- Exercise instructions:
(1) Answer these questions from the article on the Met officer's resignation:
(a) In what year did Ali Hassan Ali start working for the Met?
(b) How old is he?
(c) What is his initiative called?
(2) Reproduce the article on the Met officer's resignation from "A Metropolitan police" up to and including "of young people.".
━━━━━ Document segment ━━━━━
Met police officer resigns to launch his own violent crime initiative

·3-min read
Ali Hassan Ali, previously stationed in the Central North Basic Command Unit in Islington, started working for the Met in 2019. (Ali Hassan Ali)
Ali Hassan Ali, previously stationed in the Central North Basic Command Unit in Islington, started working for the Met in 2019. (Ali Hassan Ali)

A Metropolitan police officer has quit to start his own initiative to combat violent crime as he criticised the force for being “20 years behind”.

Ali Hassan Ali, previously stationed in the Central North Basic Command Unit in Islington, started working for the Met in 2019.

He joined the force wanting a change from his day job at National rail–and a role that would contribute to making a difference in the lives of young people.

But the 40-year-old said increasing violent crime in London made him want to do more. He said although he “loved” working for the Met it was “20 years behind”.

He said: “There is a culture that needs to change for sure and that culture that everyone talks about is embodied in some inspectors and its preventing officers like me from being happy for long and preventing them from connecting with communities we should be serving.”

“Some people who have really supported me in this job will know that I’m critical of the organisation because I care. It’s not because I’m one of those people who’s trying to make money off of it but I care for them to change things,” he added.

Although he agreed with the force’s plan to increase the number of Black, Asian and minority ethnic officers, he said without a change in culture you could see more people leaving.

As the country gears to step into the next phase of the roadmap out of lockdown next month, Mr Ali said he’s focused on making change.

His initiative, dubbed ‘Chapter 1’, was set up during the pandemic and aims to “break the circuit” between young people and crime.
━━━━━ Data provided ━━━━━
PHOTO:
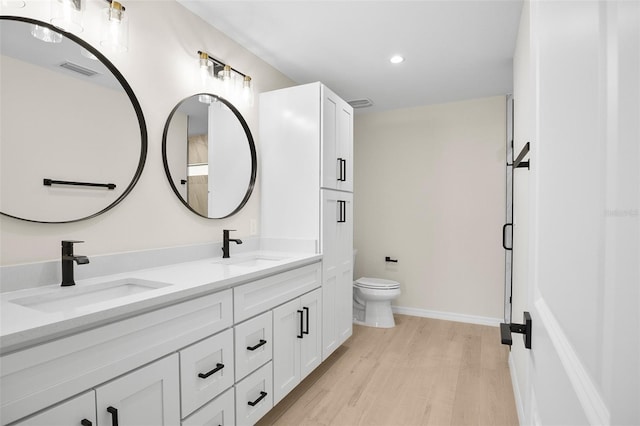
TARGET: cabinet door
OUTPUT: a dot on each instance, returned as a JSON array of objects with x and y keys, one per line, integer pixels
[
  {"x": 148, "y": 396},
  {"x": 330, "y": 270},
  {"x": 80, "y": 410},
  {"x": 287, "y": 331},
  {"x": 311, "y": 342},
  {"x": 337, "y": 269},
  {"x": 337, "y": 142},
  {"x": 344, "y": 261}
]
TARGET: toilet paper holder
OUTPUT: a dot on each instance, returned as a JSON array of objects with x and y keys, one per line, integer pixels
[{"x": 507, "y": 329}]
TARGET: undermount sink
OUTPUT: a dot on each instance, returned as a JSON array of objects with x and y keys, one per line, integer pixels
[{"x": 70, "y": 298}]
━━━━━
- Completed exercise:
(1)
(a) 2019
(b) 40
(c) Chapter 1

(2)
A Metropolitan police officer has quit to start his own initiative to combat violent crime as he criticised the force for being “20 years behind”.

Ali Hassan Ali, previously stationed in the Central North Basic Command Unit in Islington, started working for the Met in 2019.

He joined the force wanting a change from his day job at National rail–and a role that would contribute to making a difference in the lives of young people.